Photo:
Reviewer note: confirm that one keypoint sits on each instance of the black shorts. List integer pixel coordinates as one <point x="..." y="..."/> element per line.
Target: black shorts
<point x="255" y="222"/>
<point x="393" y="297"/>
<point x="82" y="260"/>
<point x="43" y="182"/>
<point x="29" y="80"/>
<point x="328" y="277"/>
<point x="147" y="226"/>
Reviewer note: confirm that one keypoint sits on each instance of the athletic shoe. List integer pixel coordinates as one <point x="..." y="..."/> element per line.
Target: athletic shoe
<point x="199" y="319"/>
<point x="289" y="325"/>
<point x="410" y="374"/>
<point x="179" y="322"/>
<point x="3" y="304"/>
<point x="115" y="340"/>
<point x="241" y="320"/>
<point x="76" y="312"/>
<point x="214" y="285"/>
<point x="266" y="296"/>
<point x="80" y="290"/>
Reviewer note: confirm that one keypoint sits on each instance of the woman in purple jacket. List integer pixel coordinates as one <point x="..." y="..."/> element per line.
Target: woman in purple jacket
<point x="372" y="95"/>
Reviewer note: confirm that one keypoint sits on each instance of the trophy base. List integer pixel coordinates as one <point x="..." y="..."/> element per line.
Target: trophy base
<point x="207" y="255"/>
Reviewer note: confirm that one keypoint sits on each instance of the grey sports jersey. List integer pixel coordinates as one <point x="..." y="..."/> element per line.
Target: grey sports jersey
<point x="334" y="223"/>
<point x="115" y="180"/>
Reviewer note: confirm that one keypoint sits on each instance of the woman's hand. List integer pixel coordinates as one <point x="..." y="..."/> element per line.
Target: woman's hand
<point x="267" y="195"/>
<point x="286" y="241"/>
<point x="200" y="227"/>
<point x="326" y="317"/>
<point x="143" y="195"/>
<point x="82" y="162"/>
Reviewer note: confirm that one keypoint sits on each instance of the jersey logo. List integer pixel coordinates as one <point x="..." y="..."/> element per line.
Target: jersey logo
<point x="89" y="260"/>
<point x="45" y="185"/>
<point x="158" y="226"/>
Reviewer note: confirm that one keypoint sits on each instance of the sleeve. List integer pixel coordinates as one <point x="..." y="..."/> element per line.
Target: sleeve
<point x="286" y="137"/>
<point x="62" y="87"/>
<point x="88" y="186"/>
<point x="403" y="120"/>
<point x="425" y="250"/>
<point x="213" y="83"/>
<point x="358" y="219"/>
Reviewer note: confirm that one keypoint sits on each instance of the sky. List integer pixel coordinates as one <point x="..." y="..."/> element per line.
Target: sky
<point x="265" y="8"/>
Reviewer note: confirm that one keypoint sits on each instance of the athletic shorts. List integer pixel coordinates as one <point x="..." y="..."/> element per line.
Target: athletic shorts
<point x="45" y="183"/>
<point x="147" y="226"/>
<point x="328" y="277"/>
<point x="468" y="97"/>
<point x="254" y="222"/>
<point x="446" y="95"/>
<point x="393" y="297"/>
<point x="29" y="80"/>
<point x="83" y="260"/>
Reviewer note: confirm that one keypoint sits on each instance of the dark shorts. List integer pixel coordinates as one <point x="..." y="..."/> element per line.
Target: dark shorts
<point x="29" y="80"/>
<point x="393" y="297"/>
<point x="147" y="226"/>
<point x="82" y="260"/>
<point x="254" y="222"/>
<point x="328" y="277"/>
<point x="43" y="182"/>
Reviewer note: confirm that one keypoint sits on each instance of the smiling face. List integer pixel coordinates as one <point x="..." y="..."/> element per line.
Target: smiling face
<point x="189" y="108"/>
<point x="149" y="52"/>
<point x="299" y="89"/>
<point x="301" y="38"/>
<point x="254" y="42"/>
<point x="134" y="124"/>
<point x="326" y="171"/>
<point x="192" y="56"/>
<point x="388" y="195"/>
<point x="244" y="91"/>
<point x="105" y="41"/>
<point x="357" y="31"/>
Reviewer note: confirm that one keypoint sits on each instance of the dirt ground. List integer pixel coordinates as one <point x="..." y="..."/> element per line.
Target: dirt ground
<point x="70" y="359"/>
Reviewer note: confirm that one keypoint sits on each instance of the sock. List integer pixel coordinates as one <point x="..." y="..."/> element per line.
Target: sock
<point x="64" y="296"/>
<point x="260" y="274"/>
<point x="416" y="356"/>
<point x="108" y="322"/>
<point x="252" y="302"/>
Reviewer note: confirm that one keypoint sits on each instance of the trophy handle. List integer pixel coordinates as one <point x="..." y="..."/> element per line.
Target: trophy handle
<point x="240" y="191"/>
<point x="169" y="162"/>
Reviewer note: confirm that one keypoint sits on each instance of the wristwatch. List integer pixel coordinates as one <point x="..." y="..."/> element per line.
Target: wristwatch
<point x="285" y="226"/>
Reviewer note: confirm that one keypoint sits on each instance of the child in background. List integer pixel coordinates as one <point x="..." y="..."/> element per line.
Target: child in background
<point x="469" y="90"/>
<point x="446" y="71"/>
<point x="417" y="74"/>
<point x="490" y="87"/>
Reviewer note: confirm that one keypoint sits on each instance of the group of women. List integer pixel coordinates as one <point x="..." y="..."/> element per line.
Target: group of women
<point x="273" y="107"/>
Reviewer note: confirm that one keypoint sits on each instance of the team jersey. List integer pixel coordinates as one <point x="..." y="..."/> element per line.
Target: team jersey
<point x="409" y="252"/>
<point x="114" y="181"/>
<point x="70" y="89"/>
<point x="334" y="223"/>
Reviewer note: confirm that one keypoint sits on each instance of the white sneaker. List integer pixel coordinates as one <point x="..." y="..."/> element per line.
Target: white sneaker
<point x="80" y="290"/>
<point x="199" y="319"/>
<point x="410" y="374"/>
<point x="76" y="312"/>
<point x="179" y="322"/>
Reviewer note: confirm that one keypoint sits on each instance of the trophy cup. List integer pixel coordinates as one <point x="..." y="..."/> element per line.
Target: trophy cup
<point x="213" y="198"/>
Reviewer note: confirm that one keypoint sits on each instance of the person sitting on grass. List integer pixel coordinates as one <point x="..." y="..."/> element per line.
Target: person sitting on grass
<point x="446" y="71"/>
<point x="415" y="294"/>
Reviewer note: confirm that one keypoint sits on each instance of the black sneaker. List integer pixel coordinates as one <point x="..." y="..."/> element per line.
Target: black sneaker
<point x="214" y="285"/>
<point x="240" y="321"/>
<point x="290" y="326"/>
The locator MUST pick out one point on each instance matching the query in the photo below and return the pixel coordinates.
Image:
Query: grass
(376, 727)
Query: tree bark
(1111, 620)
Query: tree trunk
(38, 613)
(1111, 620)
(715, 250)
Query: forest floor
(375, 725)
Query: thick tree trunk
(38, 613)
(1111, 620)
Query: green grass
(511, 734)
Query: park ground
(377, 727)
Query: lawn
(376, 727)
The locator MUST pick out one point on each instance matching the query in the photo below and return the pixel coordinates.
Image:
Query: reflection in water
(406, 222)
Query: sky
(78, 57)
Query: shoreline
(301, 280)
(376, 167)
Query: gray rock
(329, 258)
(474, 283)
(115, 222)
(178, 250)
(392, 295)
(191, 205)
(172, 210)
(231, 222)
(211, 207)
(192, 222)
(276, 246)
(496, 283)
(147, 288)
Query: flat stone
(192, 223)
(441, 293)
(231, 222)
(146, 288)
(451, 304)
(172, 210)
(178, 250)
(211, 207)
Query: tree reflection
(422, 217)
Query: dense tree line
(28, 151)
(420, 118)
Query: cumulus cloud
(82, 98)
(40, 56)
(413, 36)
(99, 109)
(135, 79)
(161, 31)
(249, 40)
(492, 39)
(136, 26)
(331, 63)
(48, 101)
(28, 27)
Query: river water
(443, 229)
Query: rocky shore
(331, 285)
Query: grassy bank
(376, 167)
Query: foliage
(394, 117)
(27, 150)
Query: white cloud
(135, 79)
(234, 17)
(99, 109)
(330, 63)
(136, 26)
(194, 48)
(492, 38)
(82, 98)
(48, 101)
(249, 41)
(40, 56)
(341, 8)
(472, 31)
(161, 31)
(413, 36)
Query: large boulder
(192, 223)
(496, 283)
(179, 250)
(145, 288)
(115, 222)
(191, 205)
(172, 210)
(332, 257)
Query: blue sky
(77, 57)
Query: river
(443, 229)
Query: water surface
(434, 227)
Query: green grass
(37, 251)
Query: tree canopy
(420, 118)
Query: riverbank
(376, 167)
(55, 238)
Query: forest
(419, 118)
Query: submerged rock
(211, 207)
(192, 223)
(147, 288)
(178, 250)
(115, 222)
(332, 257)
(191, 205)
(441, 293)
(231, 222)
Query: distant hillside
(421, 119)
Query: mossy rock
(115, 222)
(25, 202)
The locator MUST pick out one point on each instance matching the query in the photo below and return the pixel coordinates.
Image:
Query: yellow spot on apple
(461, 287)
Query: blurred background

•••

Exercise requirements:
All lines above from the one holding "Target: smiling face" to the one holding "of the sock.", inclusive, are to be copied exactly; no other line is wanted.

Answer to the exercise:
Target: smiling face
<point x="189" y="108"/>
<point x="149" y="52"/>
<point x="299" y="89"/>
<point x="301" y="38"/>
<point x="254" y="42"/>
<point x="134" y="124"/>
<point x="326" y="171"/>
<point x="192" y="56"/>
<point x="388" y="195"/>
<point x="244" y="91"/>
<point x="105" y="41"/>
<point x="357" y="31"/>
Reviewer note: confirm that one keypoint sits on each instance of the dirt ground. List integer pixel coordinates as one <point x="..." y="..."/> element per line.
Target: dirt ground
<point x="70" y="359"/>
Reviewer note: confirm that one keypoint sits on each instance of the sock. List integer pixel coordinates as one <point x="..." y="..."/> element per line.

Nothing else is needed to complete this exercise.